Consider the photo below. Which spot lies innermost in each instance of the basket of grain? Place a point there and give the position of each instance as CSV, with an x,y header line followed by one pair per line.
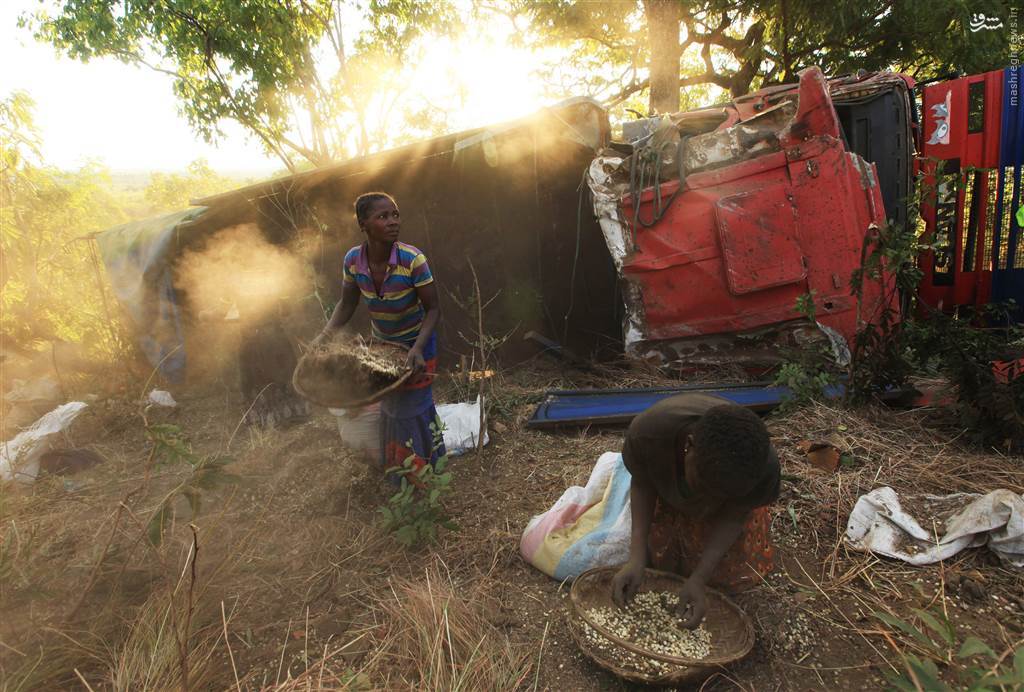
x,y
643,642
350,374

* * *

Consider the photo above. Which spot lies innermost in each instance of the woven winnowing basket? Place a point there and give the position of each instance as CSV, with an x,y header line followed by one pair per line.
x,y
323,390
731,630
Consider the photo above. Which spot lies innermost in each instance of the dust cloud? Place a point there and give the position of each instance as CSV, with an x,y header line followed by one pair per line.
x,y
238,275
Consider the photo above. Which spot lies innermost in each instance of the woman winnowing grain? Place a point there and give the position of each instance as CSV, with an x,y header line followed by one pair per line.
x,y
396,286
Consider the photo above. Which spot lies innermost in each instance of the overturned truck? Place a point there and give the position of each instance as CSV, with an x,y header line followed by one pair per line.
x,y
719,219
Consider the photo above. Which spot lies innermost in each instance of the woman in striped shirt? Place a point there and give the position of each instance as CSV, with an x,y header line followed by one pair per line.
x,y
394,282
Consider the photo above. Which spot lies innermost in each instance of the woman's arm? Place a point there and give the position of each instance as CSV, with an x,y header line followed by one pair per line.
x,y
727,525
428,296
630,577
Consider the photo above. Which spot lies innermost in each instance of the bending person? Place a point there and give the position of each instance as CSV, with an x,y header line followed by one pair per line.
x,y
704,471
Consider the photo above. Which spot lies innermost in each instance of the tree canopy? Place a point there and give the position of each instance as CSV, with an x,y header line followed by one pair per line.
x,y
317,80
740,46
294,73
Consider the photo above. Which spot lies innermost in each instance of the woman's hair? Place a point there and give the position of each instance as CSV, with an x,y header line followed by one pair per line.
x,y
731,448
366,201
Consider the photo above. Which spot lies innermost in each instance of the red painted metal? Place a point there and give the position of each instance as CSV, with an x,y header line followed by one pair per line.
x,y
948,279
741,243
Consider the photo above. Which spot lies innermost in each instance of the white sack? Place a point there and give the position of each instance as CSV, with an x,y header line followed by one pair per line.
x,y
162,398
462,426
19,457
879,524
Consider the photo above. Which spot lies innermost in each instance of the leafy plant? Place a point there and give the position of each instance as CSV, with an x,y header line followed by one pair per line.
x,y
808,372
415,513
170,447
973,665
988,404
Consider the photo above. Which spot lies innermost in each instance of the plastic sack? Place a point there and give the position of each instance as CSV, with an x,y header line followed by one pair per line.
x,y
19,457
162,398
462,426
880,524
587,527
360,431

*Goal*.
State how many lines in the records above contain the string "sack", with case counting. Reply with the number alone.

*Worked answer*.
2